» Exercise requirements:
[A] According to the Harry Potter commentary, what is Ron afraid of?
[B] Resume the Harry Potter commentary, starting right after its last sentence.

» Extracted text:
Greater Picture edit

Intermediate warning: Details follow which you may not wish to read at your current level.

While Harry, Hermione and Ron are examining the area where Mrs. Norris was found, they notice some strangely-behaving spiders. Ron admits he fears spiders, which is confirmed later in this book, and also in the next two books: by his Boggart in Harry Potter and the Prisoner of Azkaban, and his behavior during Mad-Eye Moody’s Unforgivable Curse demonstration in Harry Potter and the Goblet of Fire. The spiders' peculiar behavior here gives a clue about the monster Slytherin concealed within the Chamber.

Percy claims that he is penalizing Harry and Ron House points despite Prefects lacking this power. It is possible, however, that anyone challenging Percy's over-inflated ego and self-importance, as Ron does here, causes Percy to react by threatening that he is docking House points. It may also be that the prefects, reporting any misbehavior to the House Head, can recommend docking points. While that may be what Percy intended, technically, he apparently has overstepped his bounds. In an interview, the author stated that Percy is more likely to be right than Ron, who says in Harry Potter and the Order of the Phoenix that prefects could not dock House points; she also reinforced this statement on her official web site. Against this, however, we must mention that Draco Malfoy, a prefect in Harry Potter and the Order of the Phoenix, agreed that prefects lacked the authority to dock House points. One can be sure that if Draco were able to dock House points from Gryffindors, he would, as later, as a member of Dolores Umbridge's Inquisitorial Squad, he acquires that power and freely abuses it. In this particular case, however, it makes more sense that Percy is merely overstepping his boundaries through over-officiousness, a very Percy-like trait, than to have Draco later refrain from abusing a power he has been given.

» Data segment:
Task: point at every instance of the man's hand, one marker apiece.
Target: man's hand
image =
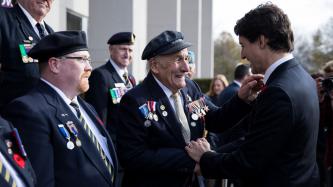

» Task answers:
[A] Ron is afraid of spiders.

[B]
One must wonder about Professor Binns' vehement denial that the Chamber of Secrets exists. We will learn that the Chamber had been opened some fifty years previously, and Headmaster Dippet considered closing the school as a result. While it is possible this was before Professor Binns joined the school, that seems unlikely; Binns' apparent refusal to teach anything later than about the nineteenth century argues for his having been a teacher for many more years than a mere fifty, and indeed suggests that his curriculum may have stopped changing when he died.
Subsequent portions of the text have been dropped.